**Image point grounding data**
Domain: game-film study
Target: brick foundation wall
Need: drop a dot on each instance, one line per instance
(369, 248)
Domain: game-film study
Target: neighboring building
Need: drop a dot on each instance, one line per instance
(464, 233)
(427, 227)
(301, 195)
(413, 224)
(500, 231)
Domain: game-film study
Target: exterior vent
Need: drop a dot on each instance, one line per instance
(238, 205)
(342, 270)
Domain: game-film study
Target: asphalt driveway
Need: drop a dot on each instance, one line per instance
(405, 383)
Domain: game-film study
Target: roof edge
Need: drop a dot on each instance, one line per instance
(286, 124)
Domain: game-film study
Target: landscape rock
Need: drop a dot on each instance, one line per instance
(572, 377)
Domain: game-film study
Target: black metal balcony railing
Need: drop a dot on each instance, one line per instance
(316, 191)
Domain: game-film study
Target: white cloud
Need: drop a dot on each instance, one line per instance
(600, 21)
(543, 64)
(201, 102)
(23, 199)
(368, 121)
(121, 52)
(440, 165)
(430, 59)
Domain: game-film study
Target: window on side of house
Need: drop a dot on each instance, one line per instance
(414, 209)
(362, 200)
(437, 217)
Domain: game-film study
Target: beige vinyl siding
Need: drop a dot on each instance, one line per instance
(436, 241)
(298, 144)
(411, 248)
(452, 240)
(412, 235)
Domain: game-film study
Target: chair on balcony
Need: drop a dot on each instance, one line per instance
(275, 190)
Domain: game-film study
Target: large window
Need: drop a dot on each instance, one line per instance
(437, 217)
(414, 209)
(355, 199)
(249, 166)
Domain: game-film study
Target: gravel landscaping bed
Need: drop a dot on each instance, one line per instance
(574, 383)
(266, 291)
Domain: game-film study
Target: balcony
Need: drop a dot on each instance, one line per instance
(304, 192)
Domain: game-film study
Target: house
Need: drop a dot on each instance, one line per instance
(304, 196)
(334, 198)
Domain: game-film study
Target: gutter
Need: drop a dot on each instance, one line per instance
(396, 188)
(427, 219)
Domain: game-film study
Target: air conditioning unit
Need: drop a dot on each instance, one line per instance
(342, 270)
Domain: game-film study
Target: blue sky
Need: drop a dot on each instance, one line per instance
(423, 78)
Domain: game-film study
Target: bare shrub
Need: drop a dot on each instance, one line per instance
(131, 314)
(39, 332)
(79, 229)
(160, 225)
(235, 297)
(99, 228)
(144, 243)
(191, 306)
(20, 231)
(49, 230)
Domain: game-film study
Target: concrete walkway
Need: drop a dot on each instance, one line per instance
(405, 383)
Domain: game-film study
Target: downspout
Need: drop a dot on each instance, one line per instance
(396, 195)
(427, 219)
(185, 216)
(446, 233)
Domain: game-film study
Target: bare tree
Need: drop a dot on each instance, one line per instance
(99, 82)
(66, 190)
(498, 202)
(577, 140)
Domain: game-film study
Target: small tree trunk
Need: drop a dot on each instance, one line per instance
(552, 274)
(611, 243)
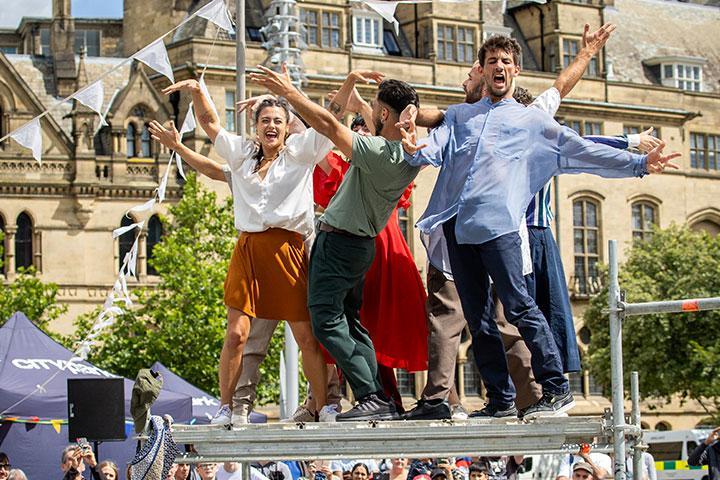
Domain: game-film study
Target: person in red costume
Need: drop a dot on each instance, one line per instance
(393, 306)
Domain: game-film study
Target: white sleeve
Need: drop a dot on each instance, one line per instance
(233, 148)
(308, 148)
(548, 101)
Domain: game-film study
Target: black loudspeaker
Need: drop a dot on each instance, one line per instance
(96, 409)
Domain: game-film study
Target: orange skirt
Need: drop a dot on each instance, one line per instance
(267, 277)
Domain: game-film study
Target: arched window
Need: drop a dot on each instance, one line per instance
(586, 246)
(644, 217)
(130, 138)
(23, 242)
(154, 235)
(126, 240)
(145, 142)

**Exercise directions**
Reproduce each entry exactly, without the pictures.

**Reply**
Domain: game-film study
Target: brick foundation wall
Need: drop a dot on each instance, one line per instance
(369, 248)
Domain: game-film study
Target: neighboring building
Need: drop a dot on each instance, one line per instance
(464, 233)
(427, 227)
(301, 195)
(413, 224)
(500, 231)
Domain: game-film study
Target: exterior vent
Need: drop a dot on each instance, one line per instance
(238, 205)
(342, 270)
Domain: game-film study
Target: asphalt driveway
Need: drop a dot on each instance, one line per instance
(405, 383)
Domain: game-film study
Target: roof edge
Need: drop a dot on each instance, one line per instance
(286, 124)
Domain: game-film study
Target: landscape rock
Need: drop a dot on each instance, one line per instance
(572, 377)
Domain: game-film study
Target: black metal balcony railing
Need: drop a dot on each instance, one line per instance
(316, 191)
Domain: game-film study
Target: white cloud
Need: drop a dot on each instance, one line per instance
(600, 21)
(543, 64)
(201, 102)
(23, 199)
(368, 121)
(121, 52)
(440, 165)
(430, 59)
Domain: game-film study
Target: window on side of house
Need: drop a dot on each instance, one line per instance
(414, 209)
(362, 200)
(437, 217)
Domain: game-film study
Target: beige vinyl siding
Need: drop a dot on each instance, one line per instance
(436, 241)
(298, 144)
(411, 248)
(452, 240)
(412, 235)
Domain: game-film study
Target: chair on balcony
Need: drop a dot on each instance, one line per instance
(275, 190)
Domain: game-film study
Target: large window
Need: drop a dot on each instance, one line per instance
(437, 217)
(414, 209)
(355, 199)
(249, 166)
Domain: game-film study
Target: gravel landscaping bed
Need: drop a dot on each instance, one line per instance
(574, 383)
(266, 291)
Domain: game-film study
Target: balcony
Need: drop a dot on each instance, one line per instance
(304, 192)
Domain: game-film study
Target: house
Need: drop a dot on each instance, one line per instance
(304, 196)
(334, 198)
Domain: game-film study
Target: gutter
Need: drop a dot on each instance, one line per instance
(396, 188)
(427, 219)
Domain: game-film study
Target: air conditioning unit
Need: drop a dot on each instance, one line per instance
(342, 270)
Domain: game-film study
Target: blue sky
Need: drop a dot on each instance, one line per instance
(423, 78)
Domain: game-film study
Target: bare shrub
Need: drop a dot on each instance, one line per instance
(131, 314)
(39, 332)
(79, 229)
(160, 225)
(235, 297)
(99, 228)
(144, 243)
(191, 306)
(20, 231)
(49, 230)
Domain: game-film study
Target: concrete walkway
Need: drop a dot on each instance, one line per instance
(405, 383)
Domain: game-film study
Target: downspout
Need: drop a dot on each instance, one line per instance
(396, 195)
(427, 219)
(185, 216)
(446, 233)
Domain: game-film study
Target: bare tree
Need: drop a dot on each instance, one line per instance
(99, 82)
(66, 190)
(498, 202)
(577, 140)
Domain: game-film study
Target: small tree trunk
Need: drop a dot on each instance, one line per instance
(552, 274)
(611, 243)
Domain: game-film study
Target: person in red costume
Need: drop a dot on each instance, one line per instance
(393, 306)
Domain: game-film study
Target: white sleeve
Need: drop a dot on each instance, one line per instance
(233, 148)
(308, 148)
(548, 101)
Domain: game-film study
Target: black loudspeaker
Need: drop a dot on each instance, one line per instance
(96, 409)
Domain: game-film study
Target: orange skirt
Need: drop a dot on each instance, one line per instance
(267, 277)
Domain: game-film study
Target: arched window
Need: drop a dot on each instance, one line per instance
(586, 246)
(644, 217)
(130, 138)
(23, 242)
(154, 235)
(126, 240)
(145, 142)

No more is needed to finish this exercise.